• Document extract:

----

Averyell A. Kessler
A morning news broadcast featured a Japanese basketball robot shooting hoops during a halftime break at the Tokyo Olympics. He was terrifying. Male of course, with huge bulging shoulders, long, spiderlike fingers, and a single flashing eye. Accordingly, he made every basket with deadly accuracy. The NY Post reported that a scant, widely spaced crowd was impressed. I’m sure one of my childhood heroes Flash Gordon would have run for cover. I would have also.
My friend Martha and I were entranced with Flash the moment we saw him. Our new hero was a handsome swashbuckler in a jewel-studded space suit parading across the screen of our flickering black and white TV, a hero extraordinaire, leader of a space patrol crew, and battler of a variety of wicked space villains. For each episode, Martha and I waited cross-legged on her living room floor as a foggy revolving globe appeared on screen, trumpets blared and deep kettle drums rumbled. We were hooked. Flash was a welcome change from the hard charging cowboys we watched every Saturday morning. One can only take so much ridin’, ropin’, and malevolent rustlers. He was completely different, a world away from Howdy Doody and silly Pinky Lee. Plus he had better music. We didn’t know he’d been resurrected from the 1930’s.

----

• Tasks to carry out:
1. In the essay recalling Flash Gordon, where did the writer and Martha wait for each episode to begin?
2. Pick up the Flash Gordon essay after its last sentence and carry it forward.
The material after this essay has no connection to it.

• Material:
----

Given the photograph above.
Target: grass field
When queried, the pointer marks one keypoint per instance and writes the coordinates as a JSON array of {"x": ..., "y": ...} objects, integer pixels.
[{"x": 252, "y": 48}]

----

• Solved tasks:
1. Cross-legged on Martha's living room floor.

2.
That summer, we created our own spaceships, an easy task requiring a cardboard box, a radio flyer, and rolls of Reynolds Wrap. Voila, a shiny silver space wagon. Beware Ming, we’re on the way! My mother complained about not having enough foil to wrap up leftovers; Martha’s mom retaliated by only buying saran wrap. Soon we knew all the show’s characters, and never missed an episode.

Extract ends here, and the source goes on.